**Text:**
-*-

Here’s Why Most Car Companies Don’t Build 5-Cylinder Engines

When you think of the most popular engine architecture you’ll find in most cars, things like a V-8, V-6, or inline-four cylinder come to mind. Rarely do you think of an inline five-cylinder, which is a bit of a shame, because five-cylinder engines are some of the coolest-sounding engines out there. 

While they were never really a massively popular option for auto manufacturers, they’ve definitely been on the decline. The Audi TT RS is ending production, leaving only the Audi RS3 and the non-U.S.-delivered RS Q3 as the sole proprietors of five-cylinder engines.

Though Audi’s use of five-cylinder engines is one that most car enthusiasts are familiar with, it certainly isn’t the only time an automaker has opted for a five count. Volvo is another manufacturer that has a rich history with five-cylinder engines. In addition, Mercedes and even Honda once had a five-pot engine in each’s respective lineups. That begs the question, why aren’t automakers using them as much anymore?

[Featured image by Typhoon via Wikimedia Commons | Cropped and scaled | CC BY-SA 3.0]

Modern technology killed the five-cylinder

The birth of the five-cylinder engine came with a basic need for a little more power without a lot more weight. Compromising between four-cylinder and six-cylinder inline engines gave automakers a chance to bump power up a hair without adding a ton of extra weight or drastically affecting the amount of required space needed to fit the engine. Using this architecture also allowed the integration of parts that fit on four-cylinder engines, considering the similar construction.

-*-

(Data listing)

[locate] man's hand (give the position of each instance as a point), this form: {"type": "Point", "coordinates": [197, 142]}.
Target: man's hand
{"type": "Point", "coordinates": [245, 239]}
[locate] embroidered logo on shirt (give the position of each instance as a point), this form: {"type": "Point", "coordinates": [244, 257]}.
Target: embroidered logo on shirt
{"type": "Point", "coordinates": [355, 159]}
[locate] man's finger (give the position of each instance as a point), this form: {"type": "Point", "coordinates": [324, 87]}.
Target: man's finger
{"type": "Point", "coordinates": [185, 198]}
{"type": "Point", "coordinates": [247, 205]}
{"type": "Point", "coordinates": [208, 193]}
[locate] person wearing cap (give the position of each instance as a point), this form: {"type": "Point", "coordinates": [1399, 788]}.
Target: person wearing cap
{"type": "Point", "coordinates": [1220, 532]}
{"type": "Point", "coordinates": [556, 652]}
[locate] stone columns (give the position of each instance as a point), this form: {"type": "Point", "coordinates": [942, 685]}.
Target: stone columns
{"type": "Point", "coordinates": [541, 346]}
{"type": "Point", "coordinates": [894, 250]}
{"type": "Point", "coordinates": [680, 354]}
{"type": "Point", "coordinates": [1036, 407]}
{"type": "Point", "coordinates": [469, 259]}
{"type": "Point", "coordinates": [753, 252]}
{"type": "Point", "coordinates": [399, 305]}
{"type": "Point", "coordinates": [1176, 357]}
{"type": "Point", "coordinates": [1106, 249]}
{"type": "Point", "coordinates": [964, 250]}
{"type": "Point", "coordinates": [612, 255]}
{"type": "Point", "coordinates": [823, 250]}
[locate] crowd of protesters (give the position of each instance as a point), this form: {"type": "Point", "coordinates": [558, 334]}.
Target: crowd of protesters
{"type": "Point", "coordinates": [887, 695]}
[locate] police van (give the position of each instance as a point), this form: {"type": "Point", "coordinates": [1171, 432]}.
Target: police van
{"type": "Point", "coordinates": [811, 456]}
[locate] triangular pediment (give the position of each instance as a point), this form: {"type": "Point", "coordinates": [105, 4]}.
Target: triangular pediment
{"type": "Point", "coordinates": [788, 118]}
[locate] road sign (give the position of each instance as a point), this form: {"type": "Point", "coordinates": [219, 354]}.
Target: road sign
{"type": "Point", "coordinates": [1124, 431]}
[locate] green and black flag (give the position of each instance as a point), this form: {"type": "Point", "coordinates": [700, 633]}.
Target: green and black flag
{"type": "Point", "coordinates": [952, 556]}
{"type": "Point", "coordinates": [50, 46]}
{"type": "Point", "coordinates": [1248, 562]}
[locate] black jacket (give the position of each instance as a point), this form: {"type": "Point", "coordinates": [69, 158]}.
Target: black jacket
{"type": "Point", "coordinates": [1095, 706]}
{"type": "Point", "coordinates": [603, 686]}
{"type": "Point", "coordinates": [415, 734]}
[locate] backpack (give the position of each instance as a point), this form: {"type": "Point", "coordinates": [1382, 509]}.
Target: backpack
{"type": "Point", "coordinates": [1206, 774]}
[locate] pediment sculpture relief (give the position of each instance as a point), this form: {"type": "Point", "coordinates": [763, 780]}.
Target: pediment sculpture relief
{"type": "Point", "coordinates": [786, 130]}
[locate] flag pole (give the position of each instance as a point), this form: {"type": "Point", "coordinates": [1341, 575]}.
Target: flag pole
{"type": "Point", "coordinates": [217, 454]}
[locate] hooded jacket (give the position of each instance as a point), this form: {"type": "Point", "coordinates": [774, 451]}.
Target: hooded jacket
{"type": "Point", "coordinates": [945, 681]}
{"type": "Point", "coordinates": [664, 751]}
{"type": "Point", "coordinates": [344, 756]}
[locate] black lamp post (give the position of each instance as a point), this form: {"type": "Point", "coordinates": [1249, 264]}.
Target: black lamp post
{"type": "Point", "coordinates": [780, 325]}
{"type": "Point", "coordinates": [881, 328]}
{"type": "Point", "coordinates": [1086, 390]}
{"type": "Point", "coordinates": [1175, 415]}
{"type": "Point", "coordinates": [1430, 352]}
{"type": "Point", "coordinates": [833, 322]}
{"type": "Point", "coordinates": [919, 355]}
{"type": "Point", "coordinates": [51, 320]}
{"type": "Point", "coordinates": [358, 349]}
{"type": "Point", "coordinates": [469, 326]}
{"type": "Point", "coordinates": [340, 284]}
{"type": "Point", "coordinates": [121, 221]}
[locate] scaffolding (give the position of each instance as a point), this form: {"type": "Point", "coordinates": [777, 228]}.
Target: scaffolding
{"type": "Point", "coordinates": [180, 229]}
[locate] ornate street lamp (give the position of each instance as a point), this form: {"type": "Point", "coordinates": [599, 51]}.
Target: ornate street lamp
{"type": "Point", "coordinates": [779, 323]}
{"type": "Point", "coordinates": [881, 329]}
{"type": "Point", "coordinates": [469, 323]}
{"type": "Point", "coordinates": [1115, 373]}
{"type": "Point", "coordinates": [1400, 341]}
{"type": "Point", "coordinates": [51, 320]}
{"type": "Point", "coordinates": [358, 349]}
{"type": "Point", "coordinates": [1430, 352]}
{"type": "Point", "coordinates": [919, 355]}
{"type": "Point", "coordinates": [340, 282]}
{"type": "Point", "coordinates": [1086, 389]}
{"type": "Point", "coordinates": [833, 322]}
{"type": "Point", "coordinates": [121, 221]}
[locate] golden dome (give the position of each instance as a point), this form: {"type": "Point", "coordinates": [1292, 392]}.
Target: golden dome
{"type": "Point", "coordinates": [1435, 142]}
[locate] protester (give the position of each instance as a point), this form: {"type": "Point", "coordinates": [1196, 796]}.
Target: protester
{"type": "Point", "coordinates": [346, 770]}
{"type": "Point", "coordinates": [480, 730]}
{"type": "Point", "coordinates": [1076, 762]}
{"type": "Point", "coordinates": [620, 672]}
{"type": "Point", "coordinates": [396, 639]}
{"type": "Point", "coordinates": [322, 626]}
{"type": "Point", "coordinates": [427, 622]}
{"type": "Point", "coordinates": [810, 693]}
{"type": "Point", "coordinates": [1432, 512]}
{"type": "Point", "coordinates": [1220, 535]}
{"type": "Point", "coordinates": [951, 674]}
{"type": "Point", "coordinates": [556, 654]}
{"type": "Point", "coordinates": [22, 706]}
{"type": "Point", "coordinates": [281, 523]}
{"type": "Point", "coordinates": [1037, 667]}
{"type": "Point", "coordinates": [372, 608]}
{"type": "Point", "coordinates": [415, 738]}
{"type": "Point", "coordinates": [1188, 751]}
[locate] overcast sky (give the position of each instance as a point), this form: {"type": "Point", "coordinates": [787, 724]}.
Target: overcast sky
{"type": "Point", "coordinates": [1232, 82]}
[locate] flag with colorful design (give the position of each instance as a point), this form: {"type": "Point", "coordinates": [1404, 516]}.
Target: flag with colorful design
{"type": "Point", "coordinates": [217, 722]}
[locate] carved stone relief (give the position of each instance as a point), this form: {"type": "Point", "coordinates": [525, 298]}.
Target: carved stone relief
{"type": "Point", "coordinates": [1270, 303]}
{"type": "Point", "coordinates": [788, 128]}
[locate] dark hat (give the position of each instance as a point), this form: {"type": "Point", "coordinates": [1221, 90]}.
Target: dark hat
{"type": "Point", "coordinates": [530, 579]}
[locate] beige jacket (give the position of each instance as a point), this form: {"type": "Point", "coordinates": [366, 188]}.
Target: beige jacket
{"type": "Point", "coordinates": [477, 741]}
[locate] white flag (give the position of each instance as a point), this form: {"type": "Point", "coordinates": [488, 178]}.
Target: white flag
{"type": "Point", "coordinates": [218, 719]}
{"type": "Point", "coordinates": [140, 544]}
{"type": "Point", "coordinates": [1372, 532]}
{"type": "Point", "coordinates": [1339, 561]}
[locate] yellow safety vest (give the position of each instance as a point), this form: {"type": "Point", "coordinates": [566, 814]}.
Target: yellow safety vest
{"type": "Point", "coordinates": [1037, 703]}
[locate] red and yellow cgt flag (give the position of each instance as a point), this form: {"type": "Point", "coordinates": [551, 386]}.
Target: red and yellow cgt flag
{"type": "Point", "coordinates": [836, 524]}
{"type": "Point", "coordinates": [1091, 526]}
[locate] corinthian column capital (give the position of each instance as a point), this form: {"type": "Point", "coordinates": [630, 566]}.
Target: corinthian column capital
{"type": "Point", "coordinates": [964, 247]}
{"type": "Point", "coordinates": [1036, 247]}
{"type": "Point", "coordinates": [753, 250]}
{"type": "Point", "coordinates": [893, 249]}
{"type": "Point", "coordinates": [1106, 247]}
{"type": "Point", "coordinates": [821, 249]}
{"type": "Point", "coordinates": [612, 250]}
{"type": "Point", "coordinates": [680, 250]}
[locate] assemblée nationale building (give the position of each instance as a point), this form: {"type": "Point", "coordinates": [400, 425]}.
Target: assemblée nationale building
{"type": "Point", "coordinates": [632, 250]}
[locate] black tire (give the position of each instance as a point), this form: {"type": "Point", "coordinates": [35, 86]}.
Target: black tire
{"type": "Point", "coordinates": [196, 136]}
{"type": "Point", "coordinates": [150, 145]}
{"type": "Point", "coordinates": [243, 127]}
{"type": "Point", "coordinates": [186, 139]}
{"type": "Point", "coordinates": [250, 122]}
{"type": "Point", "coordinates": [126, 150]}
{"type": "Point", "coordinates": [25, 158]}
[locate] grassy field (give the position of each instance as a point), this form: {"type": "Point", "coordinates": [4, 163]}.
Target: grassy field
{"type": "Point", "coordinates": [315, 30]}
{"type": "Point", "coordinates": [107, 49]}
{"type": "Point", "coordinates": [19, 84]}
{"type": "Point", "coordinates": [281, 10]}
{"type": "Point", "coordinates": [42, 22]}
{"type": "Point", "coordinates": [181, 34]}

-*-

**Aim:** Quote the article on five-cylinder engines in full, word for word. The material is not needed for this work.

**Output for this exercise:**
Here’s Why Most Car Companies Don’t Build 5-Cylinder Engines

When you think of the most popular engine architecture you’ll find in most cars, things like a V-8, V-6, or inline-four cylinder come to mind. Rarely do you think of an inline five-cylinder, which is a bit of a shame, because five-cylinder engines are some of the coolest-sounding engines out there. 

While they were never really a massively popular option for auto manufacturers, they’ve definitely been on the decline. The Audi TT RS is ending production, leaving only the Audi RS3 and the non-U.S.-delivered RS Q3 as the sole proprietors of five-cylinder engines.

Though Audi’s use of five-cylinder engines is one that most car enthusiasts are familiar with, it certainly isn’t the only time an automaker has opted for a five count. Volvo is another manufacturer that has a rich history with five-cylinder engines. In addition, Mercedes and even Honda once had a five-pot engine in each’s respective lineups. That begs the question, why aren’t automakers using them as much anymore?

[Featured image by Typhoon via Wikimedia Commons | Cropped and scaled | CC BY-SA 3.0]

Modern technology killed the five-cylinder

The birth of the five-cylinder engine came with a basic need for a little more power without a lot more weight. Compromising between four-cylinder and six-cylinder inline engines gave automakers a chance to bump power up a hair without adding a ton of extra weight or drastically affecting the amount of required space needed to fit the engine. Using this architecture also allowed the integration of parts that fit on four-cylinder engines, considering the similar construction.